- _DESCRIPTION OF THE TASK_
Add 144 to every x and y coordinate in the answer points of the items running from the line containing "Reviewer note: confirm that every instance of the short" through the end of the items, inclusive, and write all of those lines out again in full. Every other number stays unchanged, including the coordinates in the format lines.

-- Begin RAW RECORDS --

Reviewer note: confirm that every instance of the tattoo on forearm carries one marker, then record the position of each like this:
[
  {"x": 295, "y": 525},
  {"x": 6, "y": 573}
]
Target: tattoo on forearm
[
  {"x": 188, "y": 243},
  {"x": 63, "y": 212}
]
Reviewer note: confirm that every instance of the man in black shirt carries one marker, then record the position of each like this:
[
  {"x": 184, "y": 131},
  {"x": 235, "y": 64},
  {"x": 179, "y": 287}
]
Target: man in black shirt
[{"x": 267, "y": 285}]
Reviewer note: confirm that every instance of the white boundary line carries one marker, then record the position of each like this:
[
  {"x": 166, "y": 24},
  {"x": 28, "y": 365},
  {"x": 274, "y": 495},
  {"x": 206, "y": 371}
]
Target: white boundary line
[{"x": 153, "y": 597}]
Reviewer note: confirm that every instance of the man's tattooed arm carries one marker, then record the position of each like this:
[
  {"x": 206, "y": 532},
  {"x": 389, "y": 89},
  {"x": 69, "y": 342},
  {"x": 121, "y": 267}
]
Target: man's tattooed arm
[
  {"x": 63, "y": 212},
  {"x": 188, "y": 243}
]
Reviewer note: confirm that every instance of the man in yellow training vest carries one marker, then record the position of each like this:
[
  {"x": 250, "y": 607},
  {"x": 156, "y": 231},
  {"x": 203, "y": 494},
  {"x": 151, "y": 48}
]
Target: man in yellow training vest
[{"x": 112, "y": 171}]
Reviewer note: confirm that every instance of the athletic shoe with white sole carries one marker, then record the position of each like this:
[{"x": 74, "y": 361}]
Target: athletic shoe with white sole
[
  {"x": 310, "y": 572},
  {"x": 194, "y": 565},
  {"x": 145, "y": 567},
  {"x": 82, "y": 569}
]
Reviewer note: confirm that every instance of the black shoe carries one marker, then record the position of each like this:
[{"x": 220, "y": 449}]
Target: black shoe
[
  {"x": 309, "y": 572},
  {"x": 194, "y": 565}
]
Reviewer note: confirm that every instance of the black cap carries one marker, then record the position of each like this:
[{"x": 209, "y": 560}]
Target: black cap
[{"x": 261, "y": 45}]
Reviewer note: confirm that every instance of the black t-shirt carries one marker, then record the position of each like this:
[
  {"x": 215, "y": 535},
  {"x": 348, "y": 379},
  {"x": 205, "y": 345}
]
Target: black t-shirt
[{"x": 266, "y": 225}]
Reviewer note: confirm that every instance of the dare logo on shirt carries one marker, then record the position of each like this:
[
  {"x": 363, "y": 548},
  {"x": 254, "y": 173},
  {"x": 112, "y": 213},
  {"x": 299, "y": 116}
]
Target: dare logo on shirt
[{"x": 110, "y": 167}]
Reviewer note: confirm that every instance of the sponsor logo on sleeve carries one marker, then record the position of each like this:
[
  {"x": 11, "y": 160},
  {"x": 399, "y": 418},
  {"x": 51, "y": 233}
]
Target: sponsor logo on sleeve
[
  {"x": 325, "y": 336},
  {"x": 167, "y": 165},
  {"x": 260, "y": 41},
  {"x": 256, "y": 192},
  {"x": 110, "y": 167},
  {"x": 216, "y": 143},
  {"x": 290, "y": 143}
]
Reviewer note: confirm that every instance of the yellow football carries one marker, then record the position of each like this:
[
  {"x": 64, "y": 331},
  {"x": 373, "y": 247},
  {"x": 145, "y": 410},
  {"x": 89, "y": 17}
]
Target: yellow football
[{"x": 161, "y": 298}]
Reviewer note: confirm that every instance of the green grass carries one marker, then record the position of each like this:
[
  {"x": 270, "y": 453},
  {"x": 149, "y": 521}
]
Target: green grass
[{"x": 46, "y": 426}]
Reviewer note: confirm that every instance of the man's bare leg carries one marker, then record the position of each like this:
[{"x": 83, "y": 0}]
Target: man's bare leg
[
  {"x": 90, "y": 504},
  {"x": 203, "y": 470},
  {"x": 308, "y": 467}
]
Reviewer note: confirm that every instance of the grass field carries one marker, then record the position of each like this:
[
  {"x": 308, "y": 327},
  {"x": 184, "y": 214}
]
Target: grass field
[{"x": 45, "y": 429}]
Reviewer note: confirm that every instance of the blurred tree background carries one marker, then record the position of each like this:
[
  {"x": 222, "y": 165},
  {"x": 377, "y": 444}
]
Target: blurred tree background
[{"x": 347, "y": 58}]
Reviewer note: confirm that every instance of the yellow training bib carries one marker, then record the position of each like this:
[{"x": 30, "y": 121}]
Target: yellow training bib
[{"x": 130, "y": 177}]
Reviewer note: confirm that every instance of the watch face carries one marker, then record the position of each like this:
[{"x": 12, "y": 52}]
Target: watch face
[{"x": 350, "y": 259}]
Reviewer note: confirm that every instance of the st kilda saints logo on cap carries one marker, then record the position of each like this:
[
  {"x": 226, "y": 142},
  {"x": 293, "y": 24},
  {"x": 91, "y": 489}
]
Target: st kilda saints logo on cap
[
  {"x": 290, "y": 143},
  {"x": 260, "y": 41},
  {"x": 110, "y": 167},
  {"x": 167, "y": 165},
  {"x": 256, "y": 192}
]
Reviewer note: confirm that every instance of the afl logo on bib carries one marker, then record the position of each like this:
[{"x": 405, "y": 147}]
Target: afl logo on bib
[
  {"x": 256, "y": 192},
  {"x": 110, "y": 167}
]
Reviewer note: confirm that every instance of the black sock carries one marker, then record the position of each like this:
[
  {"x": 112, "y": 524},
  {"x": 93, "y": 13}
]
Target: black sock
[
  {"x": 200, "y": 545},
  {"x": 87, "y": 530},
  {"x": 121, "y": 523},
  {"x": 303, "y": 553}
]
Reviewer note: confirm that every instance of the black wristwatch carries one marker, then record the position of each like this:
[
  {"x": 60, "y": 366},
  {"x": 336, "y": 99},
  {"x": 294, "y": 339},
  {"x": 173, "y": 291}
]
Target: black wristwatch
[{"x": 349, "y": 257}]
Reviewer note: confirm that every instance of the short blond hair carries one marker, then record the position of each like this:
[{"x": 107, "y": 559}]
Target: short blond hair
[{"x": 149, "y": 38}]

-- End RAW RECORDS --

- _WRITTEN RESPONSE_
Reviewer note: confirm that every instance of the short blond hair carries one marker, then record the position of each like this:
[{"x": 107, "y": 559}]
Target: short blond hair
[{"x": 293, "y": 182}]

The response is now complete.